Aim: Repeat word for word the stretch of the UTF-16 string length bug report from "The length should" through "str[2] return nil?".
— start of Document extract —
Bug #2636
closedIncorrect UTF-16 string length
Description
=begin
str = "\xDC\x0B\xD8\x40".force_encoding(Encoding::UTF_16BE)
str.length #=> 3
This string is made by inverting 2 words of a UTF-16 character not in the BMP.
The length should be 2 because it's made of two (unpaired) surrogates and not 3.
The most strange part is that even though the length concurs with how the string is displayed when doing #inspect ("\xDC\u0BD8\x40"), but not with what #[] does. If the length is 3, then why does str[2] return nil?
=end
Updated by naruse (Yui NARUSE) almost 15 years ago
- Status changed from Open to Rejected
=begin
"\xD8\x40\xDC\x0B".force_encoding(Encoding::UTF_16BE) is corrent.
— end of Document extract —
— start of Provided material —
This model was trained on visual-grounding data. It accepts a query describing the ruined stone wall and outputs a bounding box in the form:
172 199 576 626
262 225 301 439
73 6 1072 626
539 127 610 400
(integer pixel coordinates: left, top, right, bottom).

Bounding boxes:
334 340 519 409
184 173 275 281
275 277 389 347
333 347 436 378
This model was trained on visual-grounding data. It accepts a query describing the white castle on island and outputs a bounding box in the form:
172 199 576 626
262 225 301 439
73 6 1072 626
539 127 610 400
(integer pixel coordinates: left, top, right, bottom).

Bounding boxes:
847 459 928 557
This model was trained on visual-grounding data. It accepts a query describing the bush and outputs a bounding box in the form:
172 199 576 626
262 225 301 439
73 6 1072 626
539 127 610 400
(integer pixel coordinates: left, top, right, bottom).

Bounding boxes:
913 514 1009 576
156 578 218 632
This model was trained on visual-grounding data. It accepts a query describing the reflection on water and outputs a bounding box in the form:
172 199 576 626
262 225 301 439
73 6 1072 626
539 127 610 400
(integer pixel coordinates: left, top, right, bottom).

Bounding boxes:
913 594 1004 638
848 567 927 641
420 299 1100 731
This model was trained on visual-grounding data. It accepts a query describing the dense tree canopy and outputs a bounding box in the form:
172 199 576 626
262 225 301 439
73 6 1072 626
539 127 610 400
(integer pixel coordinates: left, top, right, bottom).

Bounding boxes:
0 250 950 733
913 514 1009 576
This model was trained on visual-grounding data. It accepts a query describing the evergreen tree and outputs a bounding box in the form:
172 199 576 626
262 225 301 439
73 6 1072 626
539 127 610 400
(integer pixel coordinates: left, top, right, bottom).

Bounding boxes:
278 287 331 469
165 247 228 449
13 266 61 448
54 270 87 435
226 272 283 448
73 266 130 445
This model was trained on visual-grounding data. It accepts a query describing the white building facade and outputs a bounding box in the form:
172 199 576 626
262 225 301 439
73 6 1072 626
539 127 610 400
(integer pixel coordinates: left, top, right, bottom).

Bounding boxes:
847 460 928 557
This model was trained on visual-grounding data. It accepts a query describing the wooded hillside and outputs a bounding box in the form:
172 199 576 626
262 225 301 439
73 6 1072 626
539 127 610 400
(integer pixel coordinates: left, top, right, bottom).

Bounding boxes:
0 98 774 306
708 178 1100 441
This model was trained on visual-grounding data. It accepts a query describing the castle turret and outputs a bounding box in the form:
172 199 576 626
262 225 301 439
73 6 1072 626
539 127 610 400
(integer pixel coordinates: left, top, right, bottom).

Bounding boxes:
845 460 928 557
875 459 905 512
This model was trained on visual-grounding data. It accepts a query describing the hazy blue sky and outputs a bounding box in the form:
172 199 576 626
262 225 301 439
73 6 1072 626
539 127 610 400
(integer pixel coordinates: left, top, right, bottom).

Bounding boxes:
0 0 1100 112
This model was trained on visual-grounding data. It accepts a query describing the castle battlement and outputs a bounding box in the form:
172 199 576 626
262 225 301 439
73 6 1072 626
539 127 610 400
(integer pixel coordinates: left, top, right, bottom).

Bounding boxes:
— end of Provided material —
— start of Provided material —
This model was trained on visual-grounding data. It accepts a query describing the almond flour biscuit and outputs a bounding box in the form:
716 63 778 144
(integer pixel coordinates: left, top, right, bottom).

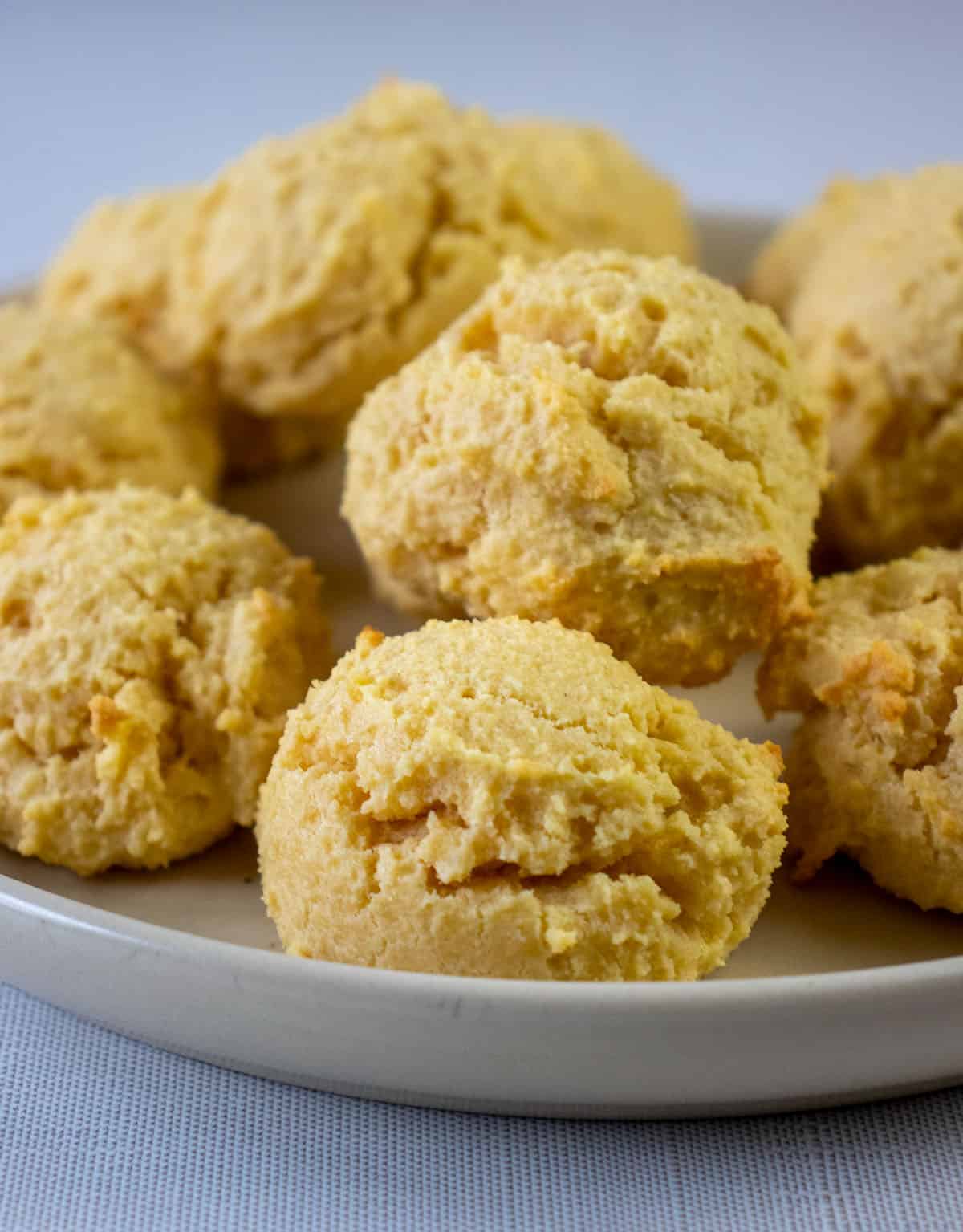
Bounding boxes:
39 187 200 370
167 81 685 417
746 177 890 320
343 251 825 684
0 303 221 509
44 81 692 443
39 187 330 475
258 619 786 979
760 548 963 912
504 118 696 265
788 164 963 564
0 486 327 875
— end of Provided material —
Answer to this task:
The length should be 2 because it's made of two (unpaired) surrogates and not 3.
The most strange part is that even though the length concurs with how the string is displayed when doing #inspect ("\xDC\u0BD8\x40"), but not with what #[] does. If the length is 3, then why does str[2] return nil?